**Task item**
Please lay out everything from the start of the entries down to the line containing "box: [17, 435, 304, 790]", both ends included, as a numbered list with blank lines left out.

**The input**

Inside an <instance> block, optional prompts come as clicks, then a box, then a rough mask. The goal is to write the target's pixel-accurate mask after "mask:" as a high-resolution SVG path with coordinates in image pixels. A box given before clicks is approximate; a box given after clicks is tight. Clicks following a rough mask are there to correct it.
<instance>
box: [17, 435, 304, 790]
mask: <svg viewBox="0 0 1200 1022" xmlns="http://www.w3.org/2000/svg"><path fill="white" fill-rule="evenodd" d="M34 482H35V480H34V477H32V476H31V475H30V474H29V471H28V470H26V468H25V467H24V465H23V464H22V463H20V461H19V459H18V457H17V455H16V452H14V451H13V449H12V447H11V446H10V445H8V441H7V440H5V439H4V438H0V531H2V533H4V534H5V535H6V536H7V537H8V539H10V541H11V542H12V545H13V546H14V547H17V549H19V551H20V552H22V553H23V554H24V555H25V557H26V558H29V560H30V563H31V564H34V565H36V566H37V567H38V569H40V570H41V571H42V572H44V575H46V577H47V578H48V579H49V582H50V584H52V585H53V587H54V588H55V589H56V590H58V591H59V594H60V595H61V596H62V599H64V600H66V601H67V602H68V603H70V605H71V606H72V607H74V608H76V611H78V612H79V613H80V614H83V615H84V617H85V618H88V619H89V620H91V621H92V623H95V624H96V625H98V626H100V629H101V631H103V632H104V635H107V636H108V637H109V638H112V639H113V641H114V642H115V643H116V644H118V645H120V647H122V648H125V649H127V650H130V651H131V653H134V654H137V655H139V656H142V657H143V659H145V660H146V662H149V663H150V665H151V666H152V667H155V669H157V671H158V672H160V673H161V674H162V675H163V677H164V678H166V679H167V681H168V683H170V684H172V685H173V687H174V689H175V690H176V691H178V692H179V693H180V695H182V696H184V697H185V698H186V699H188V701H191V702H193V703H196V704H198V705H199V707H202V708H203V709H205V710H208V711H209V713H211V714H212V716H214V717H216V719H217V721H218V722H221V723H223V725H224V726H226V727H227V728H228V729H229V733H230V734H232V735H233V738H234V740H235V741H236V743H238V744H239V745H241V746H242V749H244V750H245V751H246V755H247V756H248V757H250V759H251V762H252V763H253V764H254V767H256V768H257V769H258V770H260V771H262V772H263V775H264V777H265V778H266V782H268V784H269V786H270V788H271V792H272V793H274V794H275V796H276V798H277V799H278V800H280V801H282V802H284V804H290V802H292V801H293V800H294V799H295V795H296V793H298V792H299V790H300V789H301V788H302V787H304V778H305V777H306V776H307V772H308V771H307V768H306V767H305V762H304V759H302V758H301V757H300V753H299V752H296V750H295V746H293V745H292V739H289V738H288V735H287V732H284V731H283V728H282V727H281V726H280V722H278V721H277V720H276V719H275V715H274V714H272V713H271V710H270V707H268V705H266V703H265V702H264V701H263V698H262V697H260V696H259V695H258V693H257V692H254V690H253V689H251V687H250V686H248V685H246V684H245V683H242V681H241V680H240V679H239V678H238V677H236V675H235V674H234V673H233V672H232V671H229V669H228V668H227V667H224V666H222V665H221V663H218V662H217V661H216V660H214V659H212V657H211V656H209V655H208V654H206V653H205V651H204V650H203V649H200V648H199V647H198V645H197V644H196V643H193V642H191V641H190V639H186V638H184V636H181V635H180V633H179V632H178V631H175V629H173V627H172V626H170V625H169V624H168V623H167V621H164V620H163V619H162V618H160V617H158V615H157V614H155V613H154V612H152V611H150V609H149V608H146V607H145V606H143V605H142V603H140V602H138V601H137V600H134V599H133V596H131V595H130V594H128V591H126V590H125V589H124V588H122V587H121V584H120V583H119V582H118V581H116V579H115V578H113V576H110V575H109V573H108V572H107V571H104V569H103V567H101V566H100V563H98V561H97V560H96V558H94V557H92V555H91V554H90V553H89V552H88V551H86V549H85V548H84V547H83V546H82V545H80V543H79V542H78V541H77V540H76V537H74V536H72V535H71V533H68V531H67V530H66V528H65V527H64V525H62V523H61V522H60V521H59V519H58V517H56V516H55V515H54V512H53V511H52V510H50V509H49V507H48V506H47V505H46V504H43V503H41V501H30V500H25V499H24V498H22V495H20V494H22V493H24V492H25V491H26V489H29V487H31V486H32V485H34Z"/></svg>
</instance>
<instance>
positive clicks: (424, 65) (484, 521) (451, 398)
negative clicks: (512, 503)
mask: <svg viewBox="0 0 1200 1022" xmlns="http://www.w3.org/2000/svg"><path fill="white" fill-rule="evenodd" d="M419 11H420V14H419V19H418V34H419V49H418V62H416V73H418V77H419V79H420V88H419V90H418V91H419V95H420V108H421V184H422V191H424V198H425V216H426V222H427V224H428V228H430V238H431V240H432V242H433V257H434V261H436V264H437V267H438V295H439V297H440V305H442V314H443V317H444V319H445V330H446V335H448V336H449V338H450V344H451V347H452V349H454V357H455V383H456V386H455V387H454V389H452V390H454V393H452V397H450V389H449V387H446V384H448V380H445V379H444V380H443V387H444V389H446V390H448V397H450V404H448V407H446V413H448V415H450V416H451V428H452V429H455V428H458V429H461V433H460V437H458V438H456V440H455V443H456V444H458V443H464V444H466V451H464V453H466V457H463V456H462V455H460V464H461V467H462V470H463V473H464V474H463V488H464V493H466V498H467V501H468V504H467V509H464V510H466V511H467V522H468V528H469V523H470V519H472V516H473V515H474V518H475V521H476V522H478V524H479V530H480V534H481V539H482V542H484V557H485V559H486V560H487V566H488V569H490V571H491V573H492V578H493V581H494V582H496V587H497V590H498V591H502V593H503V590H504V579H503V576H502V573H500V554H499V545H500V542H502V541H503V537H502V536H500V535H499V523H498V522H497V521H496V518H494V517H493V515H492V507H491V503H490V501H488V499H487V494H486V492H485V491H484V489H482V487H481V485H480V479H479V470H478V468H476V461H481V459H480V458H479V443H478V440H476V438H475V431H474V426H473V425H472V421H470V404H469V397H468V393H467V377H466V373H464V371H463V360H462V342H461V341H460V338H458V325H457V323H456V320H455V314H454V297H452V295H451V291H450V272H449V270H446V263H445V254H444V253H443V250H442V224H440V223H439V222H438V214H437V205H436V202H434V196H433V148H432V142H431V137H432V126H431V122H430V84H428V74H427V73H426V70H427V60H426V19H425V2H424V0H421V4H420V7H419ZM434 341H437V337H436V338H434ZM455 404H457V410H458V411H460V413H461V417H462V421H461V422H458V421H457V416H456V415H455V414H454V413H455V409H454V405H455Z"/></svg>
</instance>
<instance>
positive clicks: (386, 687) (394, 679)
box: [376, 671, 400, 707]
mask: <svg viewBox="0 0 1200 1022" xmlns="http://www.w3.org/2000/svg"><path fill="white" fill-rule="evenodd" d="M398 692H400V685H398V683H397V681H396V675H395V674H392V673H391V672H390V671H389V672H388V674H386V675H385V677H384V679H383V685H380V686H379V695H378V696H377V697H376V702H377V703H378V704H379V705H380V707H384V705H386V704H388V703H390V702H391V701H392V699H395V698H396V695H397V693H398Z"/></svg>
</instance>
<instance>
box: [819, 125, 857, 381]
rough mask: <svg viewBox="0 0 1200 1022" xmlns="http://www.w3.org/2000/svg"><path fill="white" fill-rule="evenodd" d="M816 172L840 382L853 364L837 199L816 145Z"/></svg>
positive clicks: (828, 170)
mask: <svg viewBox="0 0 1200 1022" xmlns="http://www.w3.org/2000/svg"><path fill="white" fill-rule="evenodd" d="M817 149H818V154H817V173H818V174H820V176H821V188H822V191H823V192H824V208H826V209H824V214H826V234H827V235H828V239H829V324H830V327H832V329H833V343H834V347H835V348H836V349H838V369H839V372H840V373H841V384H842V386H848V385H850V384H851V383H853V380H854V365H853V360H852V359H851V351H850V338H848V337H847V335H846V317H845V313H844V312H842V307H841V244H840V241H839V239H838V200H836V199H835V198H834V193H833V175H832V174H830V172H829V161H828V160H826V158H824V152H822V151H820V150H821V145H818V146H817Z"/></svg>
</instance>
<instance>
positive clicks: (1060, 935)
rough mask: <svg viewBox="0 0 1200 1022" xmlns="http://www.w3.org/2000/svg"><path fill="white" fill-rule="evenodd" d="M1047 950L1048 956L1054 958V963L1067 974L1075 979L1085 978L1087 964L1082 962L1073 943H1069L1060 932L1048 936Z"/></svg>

**Result for this exercise**
1. Inside an <instance> block, optional prompts come as clicks, then a box, then a rough mask. The goal is to write the target's pixel-accurate mask after "mask:" as a high-resolution SVG path with coordinates in image pixels. A box given before clicks is approximate; a box given after clicks is tight. Clicks following a rough mask are there to correct it.
2. <instance>
3. box: [17, 435, 304, 790]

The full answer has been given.